Render the material below as a JSON list of strings, one string per line, leaving out blank lines. Omit the pictures from your answer.

** START Data section **

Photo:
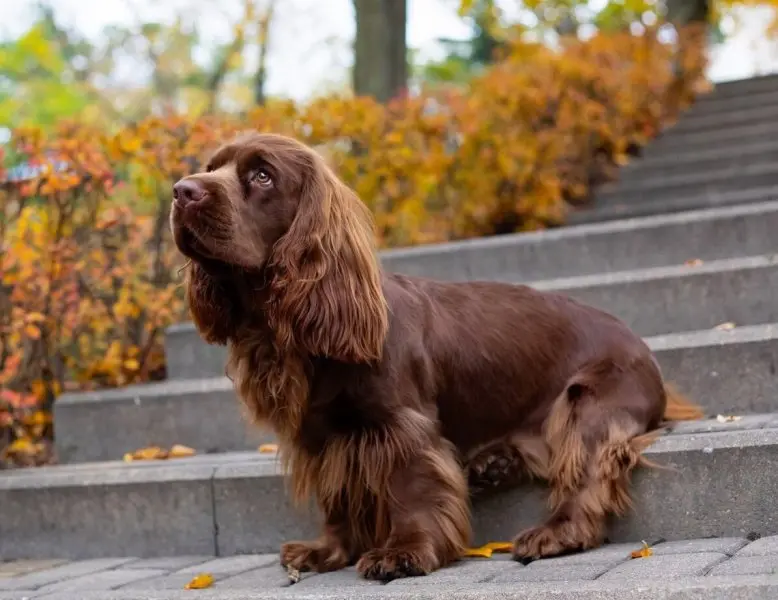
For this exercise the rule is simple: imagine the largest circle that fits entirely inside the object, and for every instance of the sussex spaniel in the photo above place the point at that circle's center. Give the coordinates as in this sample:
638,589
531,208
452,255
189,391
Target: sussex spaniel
394,398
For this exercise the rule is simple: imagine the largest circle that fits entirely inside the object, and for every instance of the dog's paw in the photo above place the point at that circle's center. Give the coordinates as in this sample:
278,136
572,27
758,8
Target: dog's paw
388,564
312,556
545,542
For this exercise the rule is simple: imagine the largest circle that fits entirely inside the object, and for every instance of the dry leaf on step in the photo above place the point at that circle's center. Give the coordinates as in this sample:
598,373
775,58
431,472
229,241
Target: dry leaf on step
150,453
293,575
180,451
644,552
200,582
727,418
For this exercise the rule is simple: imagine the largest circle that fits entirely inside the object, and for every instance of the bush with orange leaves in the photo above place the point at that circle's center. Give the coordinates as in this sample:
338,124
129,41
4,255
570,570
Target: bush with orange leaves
89,274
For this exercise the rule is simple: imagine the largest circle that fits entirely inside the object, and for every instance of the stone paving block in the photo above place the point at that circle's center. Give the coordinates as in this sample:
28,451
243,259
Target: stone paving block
22,567
761,547
727,546
347,577
269,577
71,570
230,565
668,566
104,580
609,555
570,572
169,563
748,565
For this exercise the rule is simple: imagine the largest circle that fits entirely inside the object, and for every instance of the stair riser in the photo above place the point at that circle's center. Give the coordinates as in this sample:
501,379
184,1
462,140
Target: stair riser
671,144
139,511
106,430
643,172
694,301
682,189
737,378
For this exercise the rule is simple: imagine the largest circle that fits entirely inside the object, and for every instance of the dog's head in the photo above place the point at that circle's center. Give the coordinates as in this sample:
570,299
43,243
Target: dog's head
268,208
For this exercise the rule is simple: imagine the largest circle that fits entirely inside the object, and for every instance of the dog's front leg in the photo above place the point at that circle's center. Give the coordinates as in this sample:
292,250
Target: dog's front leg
331,552
428,512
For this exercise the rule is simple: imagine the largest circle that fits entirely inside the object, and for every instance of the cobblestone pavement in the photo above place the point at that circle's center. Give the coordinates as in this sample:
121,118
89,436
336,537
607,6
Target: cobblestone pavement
714,568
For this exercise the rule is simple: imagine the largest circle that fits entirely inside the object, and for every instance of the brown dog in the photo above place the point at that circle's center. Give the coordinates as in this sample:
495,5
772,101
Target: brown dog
388,392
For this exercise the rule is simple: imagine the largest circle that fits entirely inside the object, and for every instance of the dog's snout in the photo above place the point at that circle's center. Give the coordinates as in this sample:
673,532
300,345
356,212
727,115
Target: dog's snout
187,191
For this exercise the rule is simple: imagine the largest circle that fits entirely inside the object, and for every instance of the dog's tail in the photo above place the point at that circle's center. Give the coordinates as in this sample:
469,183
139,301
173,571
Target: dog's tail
679,407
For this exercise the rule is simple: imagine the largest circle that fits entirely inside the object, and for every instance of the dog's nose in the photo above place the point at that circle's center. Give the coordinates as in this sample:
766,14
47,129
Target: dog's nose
187,191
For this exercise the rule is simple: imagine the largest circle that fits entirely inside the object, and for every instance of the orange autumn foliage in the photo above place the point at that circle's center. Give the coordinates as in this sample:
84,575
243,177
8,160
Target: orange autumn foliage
89,277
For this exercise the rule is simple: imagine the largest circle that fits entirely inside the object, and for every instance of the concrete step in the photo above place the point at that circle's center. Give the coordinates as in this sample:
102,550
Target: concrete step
653,301
727,372
673,299
668,205
706,162
201,413
733,179
745,87
707,234
691,122
670,143
711,568
721,484
713,104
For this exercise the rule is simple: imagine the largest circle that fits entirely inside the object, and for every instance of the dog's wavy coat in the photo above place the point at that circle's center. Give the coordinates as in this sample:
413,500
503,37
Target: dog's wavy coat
396,398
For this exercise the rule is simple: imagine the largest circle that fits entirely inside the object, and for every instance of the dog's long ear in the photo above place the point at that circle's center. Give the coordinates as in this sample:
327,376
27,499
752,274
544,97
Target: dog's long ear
327,298
213,304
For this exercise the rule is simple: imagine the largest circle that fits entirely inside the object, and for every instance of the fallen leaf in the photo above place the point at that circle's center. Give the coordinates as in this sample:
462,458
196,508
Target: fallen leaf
644,552
150,453
499,547
727,418
200,582
179,451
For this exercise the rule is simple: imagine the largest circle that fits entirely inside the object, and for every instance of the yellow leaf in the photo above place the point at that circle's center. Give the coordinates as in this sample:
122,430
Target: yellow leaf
500,547
150,453
179,451
727,418
200,582
644,552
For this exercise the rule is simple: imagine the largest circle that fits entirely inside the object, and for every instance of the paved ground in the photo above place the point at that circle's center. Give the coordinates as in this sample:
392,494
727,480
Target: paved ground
709,568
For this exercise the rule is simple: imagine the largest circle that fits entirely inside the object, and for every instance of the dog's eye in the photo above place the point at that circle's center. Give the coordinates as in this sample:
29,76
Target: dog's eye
262,177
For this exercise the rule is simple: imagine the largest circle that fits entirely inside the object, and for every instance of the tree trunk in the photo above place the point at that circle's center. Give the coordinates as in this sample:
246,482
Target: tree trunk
684,12
380,50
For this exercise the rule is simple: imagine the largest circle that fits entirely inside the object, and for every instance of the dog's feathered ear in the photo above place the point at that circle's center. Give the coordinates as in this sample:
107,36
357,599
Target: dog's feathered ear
213,304
327,298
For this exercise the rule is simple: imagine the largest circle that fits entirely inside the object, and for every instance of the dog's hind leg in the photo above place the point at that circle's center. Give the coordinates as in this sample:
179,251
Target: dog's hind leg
505,463
596,432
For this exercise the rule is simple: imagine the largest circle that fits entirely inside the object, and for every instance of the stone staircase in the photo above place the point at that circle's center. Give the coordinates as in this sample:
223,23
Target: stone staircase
681,247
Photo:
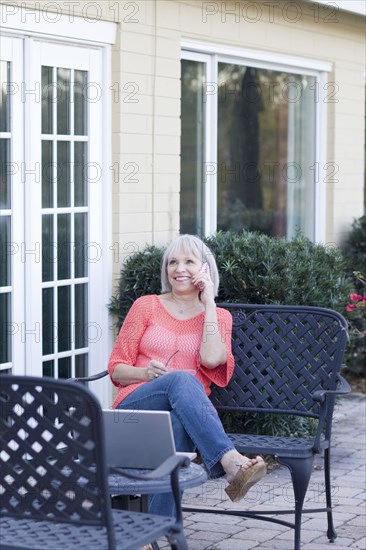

** END Data section **

▸ **Task solution**
[
  "Photo:",
  "For this exercise the rule is simple: imagine the largest circle that fits entirely inside the object, and for every instance of the sussex spaniel in the photo above place the point at that circle's center. Give the coordinates as in this sample:",
  "638,589",
  "531,208",
  "452,255",
  "189,391",
  "Target: sussex spaniel",
  "394,398",
  "For this exercise the rule is simple: imagine the largest circle that fits entirely inside the object, and for every instance of the dog's paw in the photo above place the point at that circle's center. Give the coordinates as in this sample:",
  "278,136",
  "572,27",
  "758,8",
  "Target: dog's paw",
  "388,564",
  "312,556",
  "545,542",
  "For this exercise the rule is simple: imagine the largest circle that fits entirely inside the object, and for every instance of the dry leaf on step in the photo above place the point at that circle's center. Give the coordinates as in this sample:",
  "598,373",
  "775,58",
  "431,472",
  "229,241",
  "Target: dry leaf on step",
  "150,453",
  "293,575",
  "180,451",
  "644,552",
  "200,582",
  "727,418",
  "For this exercise the rule is simple: imagine the largest circle that fits entirely inside the object, and for every instance of the bush with orange leaves in the photo above place the point at that circle's center. Give the coordinates as in this sample:",
  "338,124",
  "129,41",
  "4,255",
  "570,570",
  "Target: bush with orange leaves",
  "89,274",
  "For this exercise the rule is simple: imagine the largest circle that fits entirely inside the object, and for every instance of the stone paving block in the photo above place the point at that circle's center. Give the coordinates as in this sample:",
  "28,451",
  "243,259",
  "Target: stone paving block",
  "22,567",
  "761,547",
  "727,546",
  "347,577",
  "269,577",
  "71,570",
  "230,565",
  "668,566",
  "104,580",
  "609,555",
  "570,572",
  "169,563",
  "748,565",
  "For this exercise the rule is simple: imagine the largest circle that fits entirely inside the object, and for every instance of the stair riser in the photo above place the point at that circle's center. Give the coordinates as in this sample:",
  "501,379",
  "184,1",
  "462,140",
  "Target: stair riser",
  "671,144",
  "139,511",
  "106,430",
  "643,172",
  "694,301",
  "682,189",
  "737,378",
  "For this exercise the rule is simple: imagine the largest circle that fits entirely inside the object, and for every instance of the dog's head in the photo above place the point at that circle's center. Give the coordinates as in this sample:",
  "570,299",
  "43,243",
  "Target: dog's head",
  "268,208",
  "For this exercise the rule is simple: imagine the largest circle that fits entirely inside the object, and for every instance of the dog's front leg in the photo above place the point at that circle's center. Give the coordinates as in this sample:",
  "292,250",
  "Target: dog's front leg",
  "331,552",
  "428,512",
  "For this exercise the rule is simple: imagine the largest circle that fits entirely inside the object, and for every instance of the cobblestone pavement in the photo above place the point at that circle's center. Give the coordinates as in this sample:",
  "121,118",
  "89,436",
  "336,537",
  "607,6",
  "Target: cobblestone pavement",
  "714,568",
  "For this exercise the rule is simple: imagine the largest circle that fits entirely inside the object, and for every instance of the brown dog in the photo above place the point at that circle's center. Give the coordinates as in this sample:",
  "495,5",
  "772,101",
  "Target: brown dog",
  "388,392",
  "For this exercise the rule is simple: imagine the largest circle that fits entirely inside the object, and for every instance of the dog's snout in the photo above place the point at that circle's center. Give the coordinates as in this sample:",
  "673,532",
  "300,345",
  "356,212",
  "727,115",
  "Target: dog's snout",
  "187,191",
  "For this exercise the rule is simple: imagine the largest circle that fits entirely inside the object, and for every instance of the dog's tail in the photo above place the point at that circle's center. Give the coordinates as in this sample:",
  "469,183",
  "139,301",
  "173,571",
  "Target: dog's tail",
  "679,407",
  "For this exercise the rule is simple: imagine the largest circle that fits entirely inside the object, and for every instance of the dog's nose in the photo above place the point at that circle's center. Give the coordinates as in this sample:",
  "766,14",
  "47,129",
  "Target: dog's nose",
  "187,191",
  "For this exercise the rule is simple: imagine the largest circle that fits entirely inside the object, and for every instance of the orange autumn foliage in the photo above place the point at that circle's center. Give the coordinates as in this sample:",
  "84,575",
  "243,177",
  "8,160",
  "Target: orange autumn foliage",
  "89,277",
  "For this exercise the rule is simple: imagine the largest circle that fits entirely inside the object, and for every instance of the concrete step in the photo above place the point at that circle's center. Give the coordinates as in this sample:",
  "102,550",
  "Target: concrete step",
  "653,301",
  "727,372",
  "673,299",
  "668,205",
  "706,162",
  "201,413",
  "733,179",
  "745,87",
  "707,234",
  "691,122",
  "670,143",
  "711,568",
  "721,484",
  "713,104",
  "For this exercise the rule is simple: imagine the largest circle that fits entirely inside the object, and for every instance of the dog's wavy coat in the photo above place the point at that circle's center. Give the coordinates as in this sample:",
  "413,500",
  "503,37",
  "Target: dog's wavy coat",
  "396,398",
  "For this exercise the rule is simple: imagine the largest circle that fits entirely inside the object, and for every instance of the dog's long ear in the photo above place the point at that circle's center. Give the coordinates as in this sample:",
  "327,376",
  "27,499",
  "752,274",
  "544,97",
  "Target: dog's long ear",
  "327,298",
  "213,304",
  "For this exercise the rule is simple: imagine the largest circle that fits entirely inside the object, and for every instance of the fallen leaf in the photo above place the point at that circle's center. Give the coordinates as in this sample:",
  "462,458",
  "196,508",
  "Target: fallen leaf",
  "644,552",
  "150,453",
  "499,547",
  "727,418",
  "200,582",
  "179,451",
  "For this exercise the rule is simple: imagine the largest circle that fits entirely inside the object, and for every instance of the yellow leaf in the photo above place the point at that circle's center. Give the coordinates as in this sample:",
  "122,430",
  "Target: yellow leaf",
  "500,547",
  "150,453",
  "179,451",
  "727,418",
  "200,582",
  "644,552",
  "For this exercise the rule is simple: imagine the largest circle that fits entirely inside the object, and for every instance of the paved ground in the photo above place the point at that circle's center. Give the coordinates as in this sample:",
  "392,494",
  "727,480",
  "Target: paved ground",
  "709,568",
  "For this exercise the rule is simple: imagine the largest circle that fits entirely inside the object, and for every instance of the dog's eye in the photo above place the point at that circle's center. Give the coordinates as in this sample:",
  "29,76",
  "Target: dog's eye",
  "262,177",
  "For this exercise the rule is simple: imagine the largest circle that fits entirely inside the object, and for every instance of the tree trunk in the photo above place the point at that circle's center. Give the coordinates as in this sample:",
  "246,482",
  "Target: tree trunk",
  "684,12",
  "380,50",
  "For this exercise the rule is simple: imagine the largest circle that fits entirely inside the object, and for every instance of the dog's feathered ear in the photo above place the point at that circle's center. Give the coordinates as in this sample:",
  "107,36",
  "357,599",
  "Target: dog's feathered ear",
  "213,304",
  "327,298",
  "For this exercise the rule is simple: imagine the largest circle that fits entirely inside the object, and for every instance of the dog's hind leg in the photo above place the point at that circle's center. Give the coordinates as in this sample:",
  "179,251",
  "Target: dog's hind leg",
  "505,463",
  "596,432",
  "For this exercise the rule is simple: imagine the largest circle that fits entirely inside the object, and for every instance of the stone staircase in the photo above place the point at that circle's center. Give the coordinates as in this sample:",
  "223,23",
  "Target: stone staircase",
  "681,247",
  "Photo:"
]